◆ PROBLEM: Skip every picture, and copy exactly the lines from the one containing "action | put" to the end of the data.

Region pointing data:
☆ ☆ ☆ ☆

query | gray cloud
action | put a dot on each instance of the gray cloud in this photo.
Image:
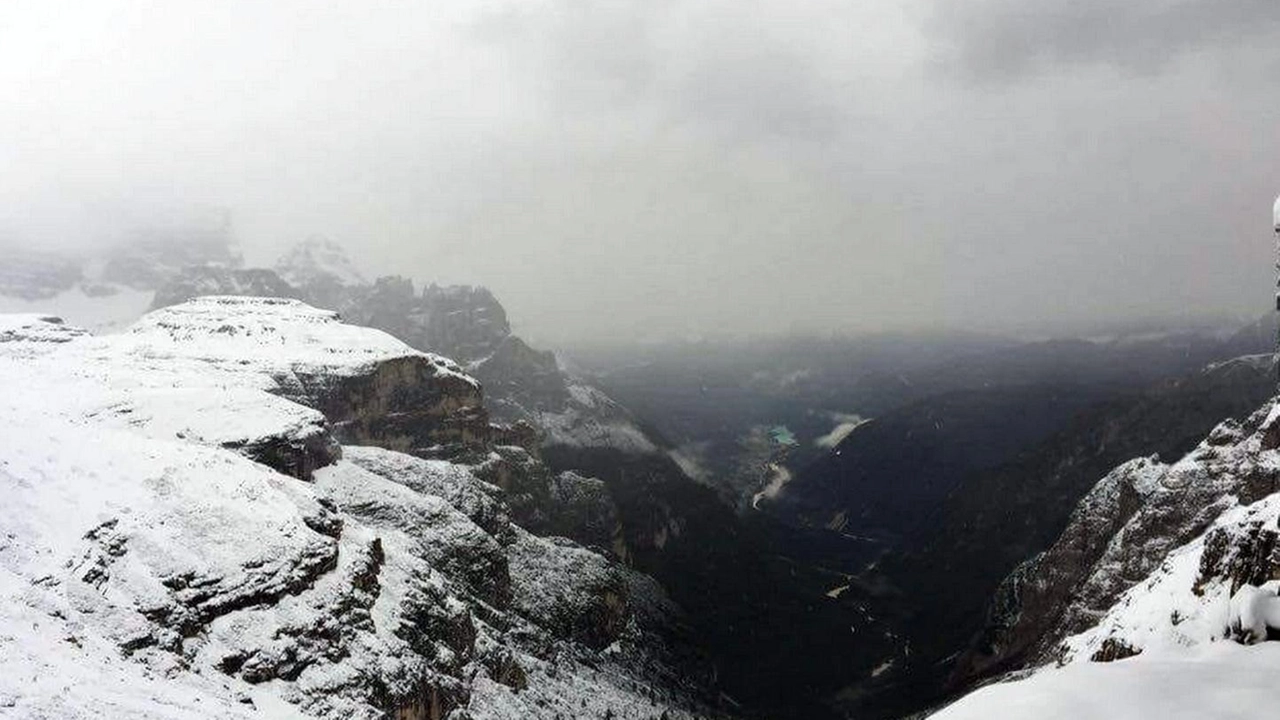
(1011, 37)
(630, 168)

☆ ☆ ☆ ☆

◆ RESULT FOR THIS EXERCISE:
action | put a dot on each instance of the gray cloud in this photo.
Image:
(1011, 37)
(630, 168)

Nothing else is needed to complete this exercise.